• _EXERCÍCIO PROPOSTO A_
Selecione todas as linhas da listagem que contêm a palavra "white", tendo em conta a distinção entre maiúsculas e minúsculas.

• _EXCERTO APRESENTADO_
▽

A caravela aportou a Mazagão. Esta
praça de guerra, situada na província de Duquela, império de Marrocos, a
165 léguas de Aveiro, foi descoberta em 1502 pelo português Manuel Jorge
de Melo, por nós construída e fortificada e em nosso poder até ao
reinado de D. José I que vergonhosamente a abandonou, depois dela ter
resistido tantos anos aos fortes cercos e duros embates das hostes
mauritanas!
Segundo uns, António fora
abandonado em Mazagão pelo mestre da caravela, a quem culpara, pelo
roubo que este fizera no carregamento durante o trajecto; segundo
outros, era Mazagão o termo da viagem, e portanto ali terminava o
contrato do grumete, bem a pesar do mestre, que via no pequeno um
marinheiro audaz. Como quer que fosse, António Rodrigues ficou, e
dirigindo-se destemidamente ao capitão-mor da praça, alistou-se na arma
de infantaria com o nome com que embarcara.
Conservando sempre incógnito o seu
verdadeiro sexo, principiou por fazer serviços rudes da caserna como:
cozinhar, matar cevados, etc. Pandigava e dormia com os camaradas e
namorava as moças mais belas.
Pouco tempo depois do seu
alistamento no exército luso, o seu nome tornou-se assaz conhecido em
toda a vila, pela destreza com que jogava as armas e intrepidez com que
antecipava os cristãos nas sortidas contra os descendentes de Maomé.
Antes de decorridos dois anos
António foi mudado, por distinção, para a arma de cavalaria; e tão
rapidamente e com tal mestria nela se desenvolveu, que poucos meses
depois ninguém, entre todos os fidalgos, montava um cavalo com tanta
firmeza e elegância.
Foi nesta arma que António
Rodrigues se tornou verdadeiramente célebre, assombrando o exército
luso e lançando o terror nas fileiras inimigas. Contam-se até
verdadeiros prodígios de audácia e valor em várias correrias que «o
terror dos mouros» dirigiu combatendo encarniçadamente e distinguindo-se
acima de todos!
Faz-me lembrar Eurico, «o
cavaleiro negro», junto ao Chryssus, brandindo freneticamente o seu
poderoso frankisk e assolando as hostes de Tarik.
Por tudo isto era algo
sobrenatural, a nobreza de Mazagão abriu-lhe os seus salões e recebeu-o
em alta consideração. Não tardaram as damas a requestá-lo, a que ele
correspondeu gentilmente, vendo-se, em tudo, por vezes, seriamente
embaraçado com tantas e tão elevadas pretensões. Durante três anos foi
entretendo estes amores fictícios, até que um dia, receando qualquer
desfecho desagradável, abandonou a D. Beatriz de Mendonça, dama ilustre,
que nutria pelo mancebo profundo amor. Esta senhora apaixonou-se por tal
forma do namorado que a desprezara, que seu pai, D. Diogo de Mendonça,
um dos primeiros fidalgos de Mazagão, teve de pedir ao capitão-mor para
que fizesse com que António lhe desposasse a filha. Chamado este ao
alcaçar à presença do governador, e não podendo, sem grande desdouro
para si, anuir ao que lhe era pedido, confessou o seu verdadeiro sexo e
toda a sua vida aventureira. A nova correu pela vila com a rapidez do
raio, deixando os habitantes maravilhados. E, em verdade, quem podia
supor tanta destreza, valentia e heroicidade numa mulher?

△

• _LISTAGEM DE DADOS_
▽

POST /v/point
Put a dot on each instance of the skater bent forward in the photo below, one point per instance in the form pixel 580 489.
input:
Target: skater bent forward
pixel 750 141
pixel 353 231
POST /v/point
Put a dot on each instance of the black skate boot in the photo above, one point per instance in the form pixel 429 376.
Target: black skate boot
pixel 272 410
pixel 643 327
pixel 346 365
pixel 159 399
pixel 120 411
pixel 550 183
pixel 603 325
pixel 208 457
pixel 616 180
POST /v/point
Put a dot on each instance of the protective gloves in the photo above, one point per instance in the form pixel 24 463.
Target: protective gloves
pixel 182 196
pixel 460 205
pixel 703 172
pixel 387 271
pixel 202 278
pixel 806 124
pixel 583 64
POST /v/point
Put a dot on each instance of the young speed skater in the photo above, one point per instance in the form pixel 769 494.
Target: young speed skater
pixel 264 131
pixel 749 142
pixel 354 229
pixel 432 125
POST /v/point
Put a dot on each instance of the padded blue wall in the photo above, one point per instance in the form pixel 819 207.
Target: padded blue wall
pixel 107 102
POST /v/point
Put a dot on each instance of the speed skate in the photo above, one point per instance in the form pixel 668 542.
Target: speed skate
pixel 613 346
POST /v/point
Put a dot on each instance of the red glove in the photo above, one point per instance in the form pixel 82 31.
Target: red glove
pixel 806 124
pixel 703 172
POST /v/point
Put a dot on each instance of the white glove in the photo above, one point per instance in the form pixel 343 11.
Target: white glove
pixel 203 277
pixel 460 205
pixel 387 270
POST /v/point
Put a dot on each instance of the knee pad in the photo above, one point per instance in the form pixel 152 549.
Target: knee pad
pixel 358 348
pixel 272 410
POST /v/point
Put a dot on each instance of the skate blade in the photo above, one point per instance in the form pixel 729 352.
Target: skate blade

△

• _EXERCÍCIO PROPOSTO B_
Segundo o excerto sobre António Rodrigues, as afirmações seguintes são verdadeiras? Responda sim ou não a cada uma e cite as palavras exatas do excerto que o comprovam. (i) Mazagão foi descoberta em 1502 por Manuel Jorge de Melo. (ii) Ao alistar-se em Mazagão, António Rodrigues entrou logo para a cavalaria. (iii) D. Diogo de Mendonça pediu ao capitão-mor que António desposasse a filha dele.

• _RESPOSTA COMPLETA A_
Put a dot on each instance of the white glove in the photo above, one point per instance in the form pixel 343 11.
Target: white glove

• _RESPOSTA COMPLETA B_
(i) Sim: «foi descoberta em 1502 pelo português Manuel Jorge de Melo».
(ii) Não: «alistou-se na arma de infantaria com o nome com que embarcara».
(iii) Sim: «teve de pedir ao capitão-mor para que fizesse com que António lhe desposasse a filha».